**INPUT**
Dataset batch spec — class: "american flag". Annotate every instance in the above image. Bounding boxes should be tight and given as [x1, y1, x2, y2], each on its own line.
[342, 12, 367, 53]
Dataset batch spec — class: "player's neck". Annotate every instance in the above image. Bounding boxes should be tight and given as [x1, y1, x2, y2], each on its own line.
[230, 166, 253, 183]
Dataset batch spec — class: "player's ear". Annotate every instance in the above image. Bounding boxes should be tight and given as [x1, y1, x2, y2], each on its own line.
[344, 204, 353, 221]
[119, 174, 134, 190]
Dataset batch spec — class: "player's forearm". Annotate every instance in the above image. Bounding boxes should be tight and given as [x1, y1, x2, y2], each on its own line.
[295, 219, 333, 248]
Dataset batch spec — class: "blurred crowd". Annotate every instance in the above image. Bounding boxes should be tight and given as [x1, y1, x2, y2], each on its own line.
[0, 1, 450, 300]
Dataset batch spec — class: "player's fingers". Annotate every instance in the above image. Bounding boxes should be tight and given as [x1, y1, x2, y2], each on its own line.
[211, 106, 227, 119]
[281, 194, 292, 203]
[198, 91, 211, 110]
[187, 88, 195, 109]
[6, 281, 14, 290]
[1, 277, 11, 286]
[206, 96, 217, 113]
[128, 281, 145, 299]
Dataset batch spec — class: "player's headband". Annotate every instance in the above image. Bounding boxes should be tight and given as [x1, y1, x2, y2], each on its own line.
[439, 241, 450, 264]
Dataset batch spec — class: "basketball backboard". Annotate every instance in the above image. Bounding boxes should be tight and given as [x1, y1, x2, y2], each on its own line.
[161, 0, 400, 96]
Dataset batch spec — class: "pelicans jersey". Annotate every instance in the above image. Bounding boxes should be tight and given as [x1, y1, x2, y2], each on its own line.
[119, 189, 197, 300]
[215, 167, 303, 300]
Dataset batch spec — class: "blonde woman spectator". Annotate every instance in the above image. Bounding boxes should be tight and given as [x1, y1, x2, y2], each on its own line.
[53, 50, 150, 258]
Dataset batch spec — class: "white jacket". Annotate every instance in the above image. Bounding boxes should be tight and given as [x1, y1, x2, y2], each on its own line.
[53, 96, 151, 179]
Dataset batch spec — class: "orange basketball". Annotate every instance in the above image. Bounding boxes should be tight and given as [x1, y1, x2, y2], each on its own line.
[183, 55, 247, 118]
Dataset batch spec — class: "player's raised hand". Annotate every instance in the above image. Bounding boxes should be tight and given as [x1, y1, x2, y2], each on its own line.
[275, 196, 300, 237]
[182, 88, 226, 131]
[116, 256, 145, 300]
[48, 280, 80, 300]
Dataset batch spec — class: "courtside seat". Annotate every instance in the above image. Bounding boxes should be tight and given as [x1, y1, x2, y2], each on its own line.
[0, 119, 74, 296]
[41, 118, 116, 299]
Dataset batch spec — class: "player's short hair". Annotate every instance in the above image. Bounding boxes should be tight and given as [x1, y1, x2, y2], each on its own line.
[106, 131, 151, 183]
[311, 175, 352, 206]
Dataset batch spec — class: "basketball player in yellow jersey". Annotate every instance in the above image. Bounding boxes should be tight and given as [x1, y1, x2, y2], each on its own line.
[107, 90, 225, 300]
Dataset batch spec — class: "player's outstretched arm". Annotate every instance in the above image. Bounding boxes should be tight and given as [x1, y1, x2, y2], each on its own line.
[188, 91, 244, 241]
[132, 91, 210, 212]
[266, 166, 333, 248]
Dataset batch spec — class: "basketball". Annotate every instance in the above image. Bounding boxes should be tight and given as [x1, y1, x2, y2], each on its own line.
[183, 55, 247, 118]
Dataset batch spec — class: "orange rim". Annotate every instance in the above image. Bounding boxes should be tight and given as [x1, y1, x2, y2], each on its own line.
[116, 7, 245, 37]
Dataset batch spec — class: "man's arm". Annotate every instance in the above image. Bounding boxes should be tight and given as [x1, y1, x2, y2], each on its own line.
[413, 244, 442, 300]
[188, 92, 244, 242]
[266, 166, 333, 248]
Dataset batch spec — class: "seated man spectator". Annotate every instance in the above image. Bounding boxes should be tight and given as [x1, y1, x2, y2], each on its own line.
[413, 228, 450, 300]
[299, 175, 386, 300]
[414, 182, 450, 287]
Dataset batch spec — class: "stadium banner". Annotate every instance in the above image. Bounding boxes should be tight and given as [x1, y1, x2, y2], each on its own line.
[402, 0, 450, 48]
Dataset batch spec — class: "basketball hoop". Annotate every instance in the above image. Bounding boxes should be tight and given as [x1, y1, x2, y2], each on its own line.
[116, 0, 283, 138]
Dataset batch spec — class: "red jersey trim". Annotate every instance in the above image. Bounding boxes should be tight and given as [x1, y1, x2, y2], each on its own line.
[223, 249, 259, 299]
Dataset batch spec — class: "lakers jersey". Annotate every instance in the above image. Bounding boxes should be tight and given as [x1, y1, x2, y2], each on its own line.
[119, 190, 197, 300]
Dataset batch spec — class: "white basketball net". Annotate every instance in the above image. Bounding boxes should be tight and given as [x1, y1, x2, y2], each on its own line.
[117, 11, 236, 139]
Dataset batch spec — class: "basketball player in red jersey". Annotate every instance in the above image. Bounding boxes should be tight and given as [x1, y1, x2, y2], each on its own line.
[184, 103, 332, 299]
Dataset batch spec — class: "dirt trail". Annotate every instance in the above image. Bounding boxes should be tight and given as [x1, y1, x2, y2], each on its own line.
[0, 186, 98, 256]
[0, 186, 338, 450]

* * *

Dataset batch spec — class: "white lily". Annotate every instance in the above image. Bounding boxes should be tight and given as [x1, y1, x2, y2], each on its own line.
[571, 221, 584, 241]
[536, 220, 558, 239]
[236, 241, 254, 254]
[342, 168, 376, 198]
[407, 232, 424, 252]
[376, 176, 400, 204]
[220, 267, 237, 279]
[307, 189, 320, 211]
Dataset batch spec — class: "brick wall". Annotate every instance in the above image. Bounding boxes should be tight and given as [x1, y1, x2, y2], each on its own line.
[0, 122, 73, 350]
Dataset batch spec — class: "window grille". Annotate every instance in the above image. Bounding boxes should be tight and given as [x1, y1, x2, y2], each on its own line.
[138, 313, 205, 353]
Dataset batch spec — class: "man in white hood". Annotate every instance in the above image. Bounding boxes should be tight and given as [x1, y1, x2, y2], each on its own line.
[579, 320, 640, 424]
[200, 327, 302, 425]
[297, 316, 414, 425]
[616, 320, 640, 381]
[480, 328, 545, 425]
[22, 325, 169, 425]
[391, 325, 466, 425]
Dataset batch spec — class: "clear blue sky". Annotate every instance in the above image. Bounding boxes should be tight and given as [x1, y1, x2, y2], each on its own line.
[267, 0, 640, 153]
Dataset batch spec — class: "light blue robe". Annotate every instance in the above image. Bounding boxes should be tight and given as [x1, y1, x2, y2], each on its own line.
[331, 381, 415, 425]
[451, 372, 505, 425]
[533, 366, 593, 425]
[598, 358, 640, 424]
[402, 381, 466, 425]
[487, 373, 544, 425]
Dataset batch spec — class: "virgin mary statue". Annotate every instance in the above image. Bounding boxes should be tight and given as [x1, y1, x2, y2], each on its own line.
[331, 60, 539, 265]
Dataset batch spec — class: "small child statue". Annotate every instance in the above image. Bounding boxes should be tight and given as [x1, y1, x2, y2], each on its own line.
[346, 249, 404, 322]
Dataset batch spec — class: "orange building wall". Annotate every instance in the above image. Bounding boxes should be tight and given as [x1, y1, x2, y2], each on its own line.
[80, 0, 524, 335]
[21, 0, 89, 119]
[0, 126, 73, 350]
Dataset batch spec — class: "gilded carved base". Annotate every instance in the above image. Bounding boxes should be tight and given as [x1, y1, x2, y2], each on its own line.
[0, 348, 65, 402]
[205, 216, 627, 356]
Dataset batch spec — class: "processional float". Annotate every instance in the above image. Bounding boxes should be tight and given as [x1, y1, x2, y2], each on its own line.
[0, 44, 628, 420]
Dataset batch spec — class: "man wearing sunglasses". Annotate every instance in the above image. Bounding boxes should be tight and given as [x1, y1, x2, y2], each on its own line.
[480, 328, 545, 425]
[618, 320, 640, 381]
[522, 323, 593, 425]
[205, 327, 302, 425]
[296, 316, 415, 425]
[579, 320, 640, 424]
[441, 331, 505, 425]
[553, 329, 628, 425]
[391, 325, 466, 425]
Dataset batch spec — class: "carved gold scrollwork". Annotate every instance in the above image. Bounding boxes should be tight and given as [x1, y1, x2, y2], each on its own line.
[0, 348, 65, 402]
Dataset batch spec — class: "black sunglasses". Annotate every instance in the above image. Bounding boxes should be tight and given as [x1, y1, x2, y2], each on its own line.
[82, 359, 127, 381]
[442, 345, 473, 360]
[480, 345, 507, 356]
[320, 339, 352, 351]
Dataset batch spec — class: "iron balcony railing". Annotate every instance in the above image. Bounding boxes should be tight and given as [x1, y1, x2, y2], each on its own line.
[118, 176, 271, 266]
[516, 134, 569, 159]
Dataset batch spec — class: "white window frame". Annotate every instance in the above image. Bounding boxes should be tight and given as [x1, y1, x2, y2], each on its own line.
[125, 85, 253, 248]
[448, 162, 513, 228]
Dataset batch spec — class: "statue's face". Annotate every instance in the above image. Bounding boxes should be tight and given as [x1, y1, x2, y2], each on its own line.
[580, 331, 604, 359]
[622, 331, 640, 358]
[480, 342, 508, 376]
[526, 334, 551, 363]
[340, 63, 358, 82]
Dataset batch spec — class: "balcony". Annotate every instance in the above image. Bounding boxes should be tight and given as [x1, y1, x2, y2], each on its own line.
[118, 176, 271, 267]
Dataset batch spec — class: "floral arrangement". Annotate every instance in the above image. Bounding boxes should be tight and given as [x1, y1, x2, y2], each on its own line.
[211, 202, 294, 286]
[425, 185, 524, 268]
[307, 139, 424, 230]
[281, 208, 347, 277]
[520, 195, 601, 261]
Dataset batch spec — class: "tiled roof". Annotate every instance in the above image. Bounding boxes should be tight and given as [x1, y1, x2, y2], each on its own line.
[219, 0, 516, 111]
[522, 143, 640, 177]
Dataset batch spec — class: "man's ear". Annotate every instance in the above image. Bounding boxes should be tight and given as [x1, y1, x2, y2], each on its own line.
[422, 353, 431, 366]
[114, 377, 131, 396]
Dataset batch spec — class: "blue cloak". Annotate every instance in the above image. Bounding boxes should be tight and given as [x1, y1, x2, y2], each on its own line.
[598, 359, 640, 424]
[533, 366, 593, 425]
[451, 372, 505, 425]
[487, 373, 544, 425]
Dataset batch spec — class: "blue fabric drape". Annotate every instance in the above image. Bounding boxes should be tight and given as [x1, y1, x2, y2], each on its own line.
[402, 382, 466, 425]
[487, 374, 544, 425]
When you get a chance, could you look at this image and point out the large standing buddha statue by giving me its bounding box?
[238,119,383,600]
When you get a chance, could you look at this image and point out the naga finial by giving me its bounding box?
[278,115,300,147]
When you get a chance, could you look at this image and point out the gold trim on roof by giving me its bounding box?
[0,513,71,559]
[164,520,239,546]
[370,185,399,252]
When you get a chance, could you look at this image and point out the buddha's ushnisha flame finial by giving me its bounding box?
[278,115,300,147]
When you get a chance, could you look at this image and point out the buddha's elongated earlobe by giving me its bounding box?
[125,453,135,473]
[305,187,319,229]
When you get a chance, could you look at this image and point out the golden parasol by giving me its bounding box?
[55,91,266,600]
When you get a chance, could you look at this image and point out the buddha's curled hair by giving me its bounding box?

**WHAT TO DO**
Count the lines of the records above that contain the string "balcony", treating uppercase and lowercase as different, and reply with the number alone.

**EXERCISE RESULT**
2